DOCUMENT SEGMENT:
We washed him in cool water and made the decision to start malaria treatment, even though we didn’t have a positive test. I don’t know if that’s the right thing to do, but I do know that high fever and severe headache in a country where people regularly die from cerebral malaria, is something I don’t want to mess with.  I’ve heard again and again that early treatment is the key to beating it, and so we treated. After moving his mattress into our room and setting alarms on our phones for the next doses of meds, we decided to try to sleep.  I was up and down checking on him until finally, around midnight, after getting his temp down to 101.7, I drifted off to sleep.  Two hours later, we were up and down as he battled tummy troubles.  It was a rough night.

THINGS TO DO:
• a. In the account of the feverish night, what had his temperature been brought down to around midnight?
• b. Copy word for word the stretch of the account of the feverish night from "We washed him" through "a rough night.".
The data after this point can be left aside.

PROVIDED RECORDS:
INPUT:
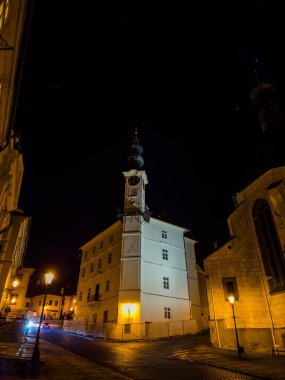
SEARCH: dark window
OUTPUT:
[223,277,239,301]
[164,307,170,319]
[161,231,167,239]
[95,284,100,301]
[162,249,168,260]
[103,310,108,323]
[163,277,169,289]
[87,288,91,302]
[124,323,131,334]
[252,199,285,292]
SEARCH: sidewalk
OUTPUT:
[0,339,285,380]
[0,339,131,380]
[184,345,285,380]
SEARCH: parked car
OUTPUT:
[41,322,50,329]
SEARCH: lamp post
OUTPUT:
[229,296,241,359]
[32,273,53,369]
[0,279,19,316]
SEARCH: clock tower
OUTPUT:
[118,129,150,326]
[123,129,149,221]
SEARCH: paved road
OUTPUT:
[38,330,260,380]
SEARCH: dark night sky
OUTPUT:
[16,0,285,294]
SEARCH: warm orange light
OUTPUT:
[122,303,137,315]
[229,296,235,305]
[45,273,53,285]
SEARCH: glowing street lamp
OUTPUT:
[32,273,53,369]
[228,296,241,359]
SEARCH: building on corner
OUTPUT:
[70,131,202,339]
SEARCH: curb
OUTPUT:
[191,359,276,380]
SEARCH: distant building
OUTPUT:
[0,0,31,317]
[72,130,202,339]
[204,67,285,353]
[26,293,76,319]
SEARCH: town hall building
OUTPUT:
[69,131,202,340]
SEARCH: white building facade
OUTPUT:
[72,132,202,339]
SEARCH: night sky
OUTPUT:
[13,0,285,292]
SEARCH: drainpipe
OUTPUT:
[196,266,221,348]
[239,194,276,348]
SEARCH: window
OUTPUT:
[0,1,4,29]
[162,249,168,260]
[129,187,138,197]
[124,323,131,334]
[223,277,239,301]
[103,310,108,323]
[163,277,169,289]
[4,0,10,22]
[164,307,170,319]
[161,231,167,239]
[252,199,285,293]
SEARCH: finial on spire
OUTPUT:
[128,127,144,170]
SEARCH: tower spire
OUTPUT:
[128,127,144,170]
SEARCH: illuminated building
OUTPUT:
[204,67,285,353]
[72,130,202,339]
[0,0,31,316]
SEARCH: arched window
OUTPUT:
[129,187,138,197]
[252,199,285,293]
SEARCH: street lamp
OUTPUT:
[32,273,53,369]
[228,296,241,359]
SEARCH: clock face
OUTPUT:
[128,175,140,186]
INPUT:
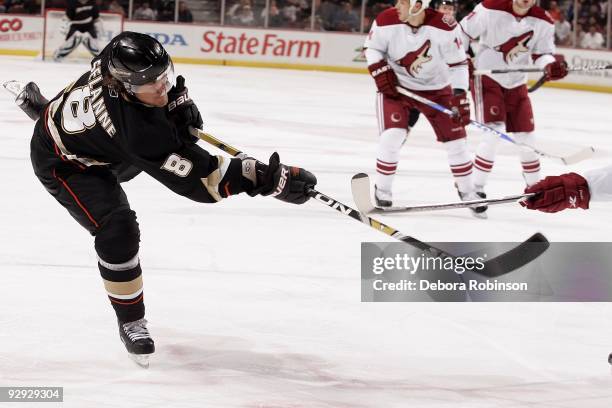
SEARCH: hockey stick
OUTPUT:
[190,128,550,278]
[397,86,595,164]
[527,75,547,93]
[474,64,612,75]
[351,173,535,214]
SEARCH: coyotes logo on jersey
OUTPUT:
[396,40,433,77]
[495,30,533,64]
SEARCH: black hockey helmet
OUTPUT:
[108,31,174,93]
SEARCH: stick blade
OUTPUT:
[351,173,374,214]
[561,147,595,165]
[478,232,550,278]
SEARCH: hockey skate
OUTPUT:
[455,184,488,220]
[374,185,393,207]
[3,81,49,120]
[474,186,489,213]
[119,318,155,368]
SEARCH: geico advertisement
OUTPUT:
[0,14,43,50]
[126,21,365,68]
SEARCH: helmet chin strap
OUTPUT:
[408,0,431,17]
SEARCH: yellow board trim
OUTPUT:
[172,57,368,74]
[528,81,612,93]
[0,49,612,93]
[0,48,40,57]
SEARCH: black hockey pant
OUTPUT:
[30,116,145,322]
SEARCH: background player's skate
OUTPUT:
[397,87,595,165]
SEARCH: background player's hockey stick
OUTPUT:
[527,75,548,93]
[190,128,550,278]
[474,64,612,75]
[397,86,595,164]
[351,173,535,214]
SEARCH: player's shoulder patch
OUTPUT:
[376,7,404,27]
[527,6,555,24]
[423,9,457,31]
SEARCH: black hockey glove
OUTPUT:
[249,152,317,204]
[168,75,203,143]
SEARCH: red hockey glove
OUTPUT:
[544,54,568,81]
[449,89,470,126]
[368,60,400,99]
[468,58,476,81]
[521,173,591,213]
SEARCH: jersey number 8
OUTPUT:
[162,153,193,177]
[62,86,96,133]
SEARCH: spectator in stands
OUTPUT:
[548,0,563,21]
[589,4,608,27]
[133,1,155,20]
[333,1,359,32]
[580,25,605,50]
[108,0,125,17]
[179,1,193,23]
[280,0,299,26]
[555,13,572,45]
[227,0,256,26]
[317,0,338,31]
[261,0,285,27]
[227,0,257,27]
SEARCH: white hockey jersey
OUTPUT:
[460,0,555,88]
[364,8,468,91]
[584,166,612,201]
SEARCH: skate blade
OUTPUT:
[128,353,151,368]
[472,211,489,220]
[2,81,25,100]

--

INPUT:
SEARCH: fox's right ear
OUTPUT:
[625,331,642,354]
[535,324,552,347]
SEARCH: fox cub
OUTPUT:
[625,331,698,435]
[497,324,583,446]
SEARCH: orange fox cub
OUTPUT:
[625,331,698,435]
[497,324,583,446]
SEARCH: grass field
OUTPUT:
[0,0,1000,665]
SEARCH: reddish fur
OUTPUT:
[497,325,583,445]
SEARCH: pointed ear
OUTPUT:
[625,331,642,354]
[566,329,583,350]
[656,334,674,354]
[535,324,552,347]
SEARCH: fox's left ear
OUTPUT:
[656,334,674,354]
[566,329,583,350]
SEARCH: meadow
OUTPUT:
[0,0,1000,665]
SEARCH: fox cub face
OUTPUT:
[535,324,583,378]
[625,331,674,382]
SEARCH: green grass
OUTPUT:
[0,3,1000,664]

...

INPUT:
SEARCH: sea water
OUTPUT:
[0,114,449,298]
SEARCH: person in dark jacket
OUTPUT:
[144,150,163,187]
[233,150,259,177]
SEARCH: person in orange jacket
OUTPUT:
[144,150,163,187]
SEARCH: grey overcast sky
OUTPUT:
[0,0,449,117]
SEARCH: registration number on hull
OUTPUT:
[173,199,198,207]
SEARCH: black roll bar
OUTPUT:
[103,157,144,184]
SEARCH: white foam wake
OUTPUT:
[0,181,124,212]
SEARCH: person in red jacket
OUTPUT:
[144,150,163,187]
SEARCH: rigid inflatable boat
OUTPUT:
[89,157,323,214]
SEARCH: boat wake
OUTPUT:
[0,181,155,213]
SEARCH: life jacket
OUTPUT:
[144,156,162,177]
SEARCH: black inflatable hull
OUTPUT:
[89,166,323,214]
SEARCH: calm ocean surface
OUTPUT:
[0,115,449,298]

ANSWERS TO EACH TASK:
• a. 101.7

• b.
We washed him in cool water and made the decision to start malaria treatment, even though we didn’t have a positive test. I don’t know if that’s the right thing to do, but I do know that high fever and severe headache in a country where people regularly die from cerebral malaria, is something I don’t want to mess with.  I’ve heard again and again that early treatment is the key to beating it, and so we treated. After moving his mattress into our room and setting alarms on our phones for the next doses of meds, we decided to try to sleep.  I was up and down checking on him until finally, around midnight, after getting his temp down to 101.7, I drifted off to sleep.  Two hours later, we were up and down as he battled tummy troubles.  It was a rough night.